#### What is asked:
Turn each line of the material below into an item of a numbered list, omitting any blank lines.
* begin Records for this task *
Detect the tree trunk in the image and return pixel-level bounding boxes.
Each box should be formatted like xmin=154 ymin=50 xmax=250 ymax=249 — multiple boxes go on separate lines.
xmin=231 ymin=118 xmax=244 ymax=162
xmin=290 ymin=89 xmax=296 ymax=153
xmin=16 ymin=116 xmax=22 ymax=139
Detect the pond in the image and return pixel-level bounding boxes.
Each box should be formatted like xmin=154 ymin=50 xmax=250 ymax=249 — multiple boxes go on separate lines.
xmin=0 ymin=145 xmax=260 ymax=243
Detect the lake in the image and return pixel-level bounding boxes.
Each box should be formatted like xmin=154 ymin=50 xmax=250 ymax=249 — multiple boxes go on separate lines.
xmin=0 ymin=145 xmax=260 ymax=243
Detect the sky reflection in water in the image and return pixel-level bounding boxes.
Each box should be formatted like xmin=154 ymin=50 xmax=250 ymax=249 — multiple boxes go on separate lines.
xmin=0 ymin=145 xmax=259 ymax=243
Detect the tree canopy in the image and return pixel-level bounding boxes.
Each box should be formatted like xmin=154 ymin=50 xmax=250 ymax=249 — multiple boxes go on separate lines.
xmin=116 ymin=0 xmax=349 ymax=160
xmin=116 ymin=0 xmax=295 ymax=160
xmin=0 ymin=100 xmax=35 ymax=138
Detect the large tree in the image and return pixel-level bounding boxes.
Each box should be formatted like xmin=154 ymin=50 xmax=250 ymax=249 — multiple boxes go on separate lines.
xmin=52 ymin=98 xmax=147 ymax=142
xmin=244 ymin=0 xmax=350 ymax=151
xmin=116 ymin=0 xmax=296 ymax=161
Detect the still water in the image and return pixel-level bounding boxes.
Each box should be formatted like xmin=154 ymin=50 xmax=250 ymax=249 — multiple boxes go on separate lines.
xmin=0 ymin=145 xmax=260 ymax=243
* end Records for this task *
#### Exercise result:
1. Detect the tree trunk in the image and return pixel-level bounding boxes.
2. Each box should be formatted like xmin=154 ymin=50 xmax=250 ymax=249 — multiple boxes go on separate lines.
3. xmin=231 ymin=118 xmax=244 ymax=162
4. xmin=290 ymin=89 xmax=296 ymax=153
5. xmin=16 ymin=116 xmax=22 ymax=139
6. Detect the pond in the image and return pixel-level bounding boxes.
7. Each box should be formatted like xmin=154 ymin=50 xmax=250 ymax=249 — multiple boxes go on separate lines.
8. xmin=0 ymin=145 xmax=260 ymax=243
9. Detect the lake in the image and return pixel-level bounding boxes.
10. Each box should be formatted like xmin=154 ymin=50 xmax=250 ymax=249 — multiple boxes go on separate lines.
11. xmin=0 ymin=145 xmax=260 ymax=243
12. Detect the sky reflection in water in the image and return pixel-level bounding boxes.
13. Each box should be formatted like xmin=154 ymin=50 xmax=250 ymax=249 — multiple boxes go on separate lines.
14. xmin=0 ymin=145 xmax=259 ymax=243
15. Detect the tree canopy in the image and return pixel-level bounding boxes.
16. Each box should be formatted like xmin=154 ymin=50 xmax=250 ymax=249 — multiple boxes go on separate lines.
17. xmin=116 ymin=0 xmax=349 ymax=160
18. xmin=116 ymin=0 xmax=295 ymax=160
19. xmin=0 ymin=100 xmax=35 ymax=138
20. Detect the large tree in the image and return pixel-level bounding boxes.
21. Each box should be formatted like xmin=154 ymin=50 xmax=250 ymax=249 — multiple boxes go on separate lines.
22. xmin=52 ymin=98 xmax=147 ymax=142
23. xmin=244 ymin=0 xmax=350 ymax=151
24. xmin=116 ymin=0 xmax=296 ymax=161
25. Detect the still water in the image and return pixel-level bounding boxes.
26. Each box should be formatted like xmin=154 ymin=50 xmax=250 ymax=249 — multiple boxes go on separate lines.
27. xmin=0 ymin=145 xmax=260 ymax=243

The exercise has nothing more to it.